=== INSTRUÇÃO 1 ===
Transcreva fielmente, do trecho selecionado, a passagem que vai de "Com efeito, se" até "no parágrafo anterior).".

Com efeito, se o pólo patronal, por exemplo, tendo conhecimento de que seu empregado, o qual labora em horário noturno, freqüenta, regularmente, instituição de ensino durante o dia, resolve modificar o turno para causar-lhe prejuízo e forçar, até mesmo, um pedido de demissão, o obreiro, indiscutivelmente, poderá resistir a tal alteração e, até mesmo, como dito, pleitear uma justa causa patronal (alínea "d" do dispositivo legal mencionado no parágrafo anterior).
Ora, a inércia não pode prevalecer frente às arbitrariedades patronais capazes de tolher direitos agregados à essência mínima do pacto de emprego e nem tão pouco que possam vulnerar a dignidade do trabalhador. Observemos, nessa senda, as decisões a seguir:
Brasil. Tribunal Regional do Trabalho da 15ª Região. ASSÉDIO MORAL – INSISTÊNCIA DO EMPREGADOR EM DETERMINAR O CUMPRIMENTO DE TRANSFERÊNCIA ILEGAL DO EMPREGADO – CARACTERIZAÇÃO – Os elementos dos autos comprovam que o empregador já havia manifestado a intenção de despedir o reclamante, pois chegou a dispensá-lo sem justa causa, vindo a reintegra-lo no emprego posteriormente em face de estabilidade provisória de que o reclamante era portador. Não obstante a sua estabilidade no emprego, o empregador determinou ilicitamente a sua transferência do local de trabalho, tendo este resistido, colocando-se à disposição da empresa no local onde sempre ativou, apesar do recolhimento de seu crachá. Pois bem, restando comprovado nos autos que a transferência pretendida pela empresa era ilegal, a insistente convocação do obreiro (apesar da justa recusa por parte deste), para que assumisse seu emprego em outra cidade, com a publicação, inclusive, de fato que denegriu a imagem do trabalhador (publicação de notícia de abandono de emprego sem justificativa da necessidade de serviço em jornal da cidade) constitui assédio moral, assegurando ao trabalhador a reparação civil pelo dano moral sofrido, uma vez que o jus variandi do empregador encontra limites no jus resistentiae do empregado, não lhe sendo lícito ultrapassar os limites do bom senso quando da manifestação de sua autoridade e de seu poder de mando, na medida em que este não é absoluto. Recurso Ordinário não provido. (TRT 15ª R. – RO 00760-2004-121-15-00-6 – 3ª T. – Rel. Juiz Lorival Ferreira dos Santos – DJSP 02.09.2005 – p. 58) (O grifo não vem do original)

=== INSTRUÇÃO 2 ===
Reproduza sem qualquer alteração somente as linhas dos registros abaixo que vão daquela que contém "target: sliding door frame" até a que contém "63L627 288L626 360L563", ambas incluídas.

=== REGISTROS FORNECIDOS ===
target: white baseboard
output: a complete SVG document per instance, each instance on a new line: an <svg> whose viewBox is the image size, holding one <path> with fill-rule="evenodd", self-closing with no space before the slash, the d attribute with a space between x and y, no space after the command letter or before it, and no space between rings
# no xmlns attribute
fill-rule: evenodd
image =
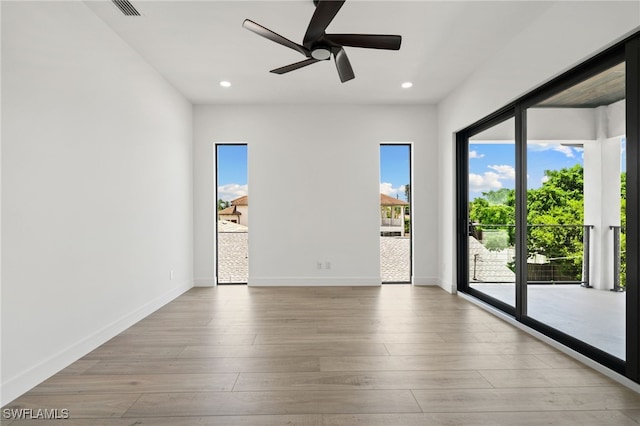
<svg viewBox="0 0 640 426"><path fill-rule="evenodd" d="M193 279L194 287L215 287L216 277L196 277Z"/></svg>
<svg viewBox="0 0 640 426"><path fill-rule="evenodd" d="M312 286L380 286L380 277L280 277L249 278L250 286L255 287L312 287Z"/></svg>
<svg viewBox="0 0 640 426"><path fill-rule="evenodd" d="M66 349L51 355L44 361L28 370L11 377L2 383L0 390L0 406L4 406L34 386L42 383L58 371L68 367L98 346L117 336L133 324L171 302L193 287L191 281L184 282L172 290L162 294L133 312L107 324L102 329L70 345Z"/></svg>

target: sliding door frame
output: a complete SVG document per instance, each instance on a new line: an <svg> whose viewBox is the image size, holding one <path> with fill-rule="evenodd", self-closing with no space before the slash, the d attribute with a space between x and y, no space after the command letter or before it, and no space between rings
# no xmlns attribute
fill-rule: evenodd
<svg viewBox="0 0 640 426"><path fill-rule="evenodd" d="M626 63L627 288L626 360L563 333L527 315L527 109L618 63ZM516 145L516 306L469 286L469 139L515 117ZM493 114L456 133L457 288L515 320L640 383L640 32L584 61ZM633 220L635 219L635 220Z"/></svg>

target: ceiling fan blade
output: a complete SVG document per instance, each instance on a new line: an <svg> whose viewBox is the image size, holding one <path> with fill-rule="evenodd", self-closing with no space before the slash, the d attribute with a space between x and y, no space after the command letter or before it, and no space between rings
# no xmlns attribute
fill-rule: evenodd
<svg viewBox="0 0 640 426"><path fill-rule="evenodd" d="M351 68L351 62L347 58L347 52L342 47L337 48L333 52L333 59L336 61L336 68L338 68L338 75L340 81L345 82L355 78L353 68Z"/></svg>
<svg viewBox="0 0 640 426"><path fill-rule="evenodd" d="M274 73L274 74L285 74L285 73L288 73L289 71L295 71L295 70L300 69L302 67L306 67L307 65L315 64L316 62L320 62L320 60L319 59L314 59L314 58L309 58L309 59L305 59L304 61L301 61L301 62L296 62L295 64L286 65L286 66L281 67L281 68L276 68L275 70L271 70L271 72Z"/></svg>
<svg viewBox="0 0 640 426"><path fill-rule="evenodd" d="M307 56L307 57L311 56L311 52L309 52L309 49L305 48L304 46L300 46L297 43L292 42L288 38L282 37L280 34L274 33L270 29L265 28L262 25L253 22L250 19L245 19L244 22L242 23L242 27L264 38L267 38L271 41L275 41L278 44L281 44L290 49L296 50L302 53L304 56Z"/></svg>
<svg viewBox="0 0 640 426"><path fill-rule="evenodd" d="M302 44L309 47L318 40L336 16L345 0L320 0L307 27Z"/></svg>
<svg viewBox="0 0 640 426"><path fill-rule="evenodd" d="M324 38L340 46L368 49L399 50L402 43L402 36L386 34L326 34Z"/></svg>

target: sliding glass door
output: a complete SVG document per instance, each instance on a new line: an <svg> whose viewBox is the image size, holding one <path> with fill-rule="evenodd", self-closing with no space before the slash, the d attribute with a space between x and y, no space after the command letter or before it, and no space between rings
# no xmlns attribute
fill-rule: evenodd
<svg viewBox="0 0 640 426"><path fill-rule="evenodd" d="M625 63L527 122L527 316L625 359Z"/></svg>
<svg viewBox="0 0 640 426"><path fill-rule="evenodd" d="M513 117L469 138L469 288L512 307L515 159Z"/></svg>
<svg viewBox="0 0 640 426"><path fill-rule="evenodd" d="M458 290L640 383L640 34L456 143Z"/></svg>

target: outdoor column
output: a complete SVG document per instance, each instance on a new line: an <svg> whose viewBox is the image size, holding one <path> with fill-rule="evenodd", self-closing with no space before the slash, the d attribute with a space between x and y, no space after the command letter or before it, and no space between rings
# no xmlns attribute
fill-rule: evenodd
<svg viewBox="0 0 640 426"><path fill-rule="evenodd" d="M596 140L584 144L584 223L591 230L590 278L613 288L613 231L620 225L620 144L608 137L607 107L595 109ZM585 231L586 232L586 231Z"/></svg>

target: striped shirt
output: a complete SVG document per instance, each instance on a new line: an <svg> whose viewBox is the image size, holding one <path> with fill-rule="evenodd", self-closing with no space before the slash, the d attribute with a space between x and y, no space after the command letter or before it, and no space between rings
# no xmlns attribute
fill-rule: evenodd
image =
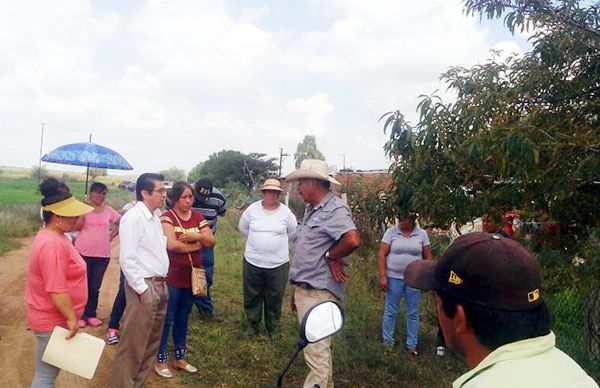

=== RESPOSTA COMPLETA 1 ===
Com efeito, se o pólo patronal, por exemplo, tendo conhecimento de que seu empregado, o qual labora em horário noturno, freqüenta, regularmente, instituição de ensino durante o dia, resolve modificar o turno para causar-lhe prejuízo e forçar, até mesmo, um pedido de demissão, o obreiro, indiscutivelmente, poderá resistir a tal alteração e, até mesmo, como dito, pleitear uma justa causa patronal (alínea "d" do dispositivo legal mencionado no parágrafo anterior).

=== RESPOSTA COMPLETA 2 ===
target: sliding door frame
output: a complete SVG document per instance, each instance on a new line: an <svg> whose viewBox is the image size, holding one <path> with fill-rule="evenodd", self-closing with no space before the slash, the d attribute with a space between x and y, no space after the command letter or before it, and no space between rings
# no xmlns attribute
fill-rule: evenodd
<svg viewBox="0 0 640 426"><path fill-rule="evenodd" d="M626 63L627 288L626 360L563 333L527 315L527 109L618 63ZM516 145L516 306L469 286L469 139L515 117ZM493 114L456 133L457 288L515 320L640 383L640 32L584 61ZM633 220L635 219L635 220Z"/></svg>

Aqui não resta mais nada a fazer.